Saved entries
=-=-=-=-=
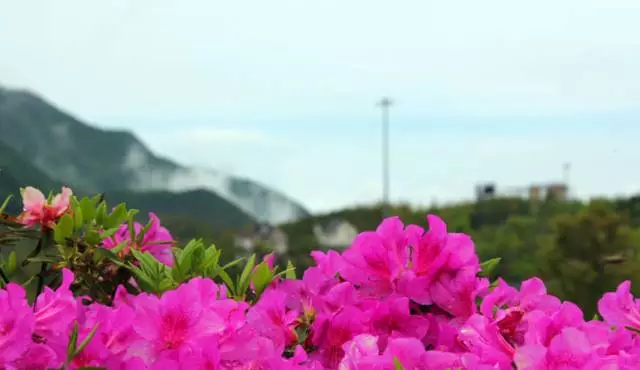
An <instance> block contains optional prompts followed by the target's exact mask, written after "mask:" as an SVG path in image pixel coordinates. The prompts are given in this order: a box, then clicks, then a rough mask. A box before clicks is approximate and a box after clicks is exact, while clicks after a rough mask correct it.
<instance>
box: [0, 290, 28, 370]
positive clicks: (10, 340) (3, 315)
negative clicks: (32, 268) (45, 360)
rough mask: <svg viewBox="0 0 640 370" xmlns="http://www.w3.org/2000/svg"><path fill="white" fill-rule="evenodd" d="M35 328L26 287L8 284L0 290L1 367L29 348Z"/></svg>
mask: <svg viewBox="0 0 640 370" xmlns="http://www.w3.org/2000/svg"><path fill="white" fill-rule="evenodd" d="M34 328H35V317H34V316H33V311H32V309H31V307H29V305H27V300H26V295H25V291H24V288H22V287H21V286H20V285H17V284H14V283H10V284H8V285H7V286H6V287H5V289H2V290H0V368H1V367H2V366H6V365H8V364H9V363H11V362H12V361H14V360H16V359H18V358H19V357H20V356H21V355H22V354H23V353H24V352H25V351H27V349H29V346H30V345H31V335H32V333H33V329H34Z"/></svg>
=-=-=-=-=
What is required: Look through the data above and return exactly the lines from the one that contains "box: [0, 290, 28, 370]" to the one that contains "negative clicks: (32, 268) (45, 360)", inclusive, with nothing else.

Response to this task:
box: [0, 290, 28, 370]
positive clicks: (10, 340) (3, 315)
negative clicks: (32, 268) (45, 360)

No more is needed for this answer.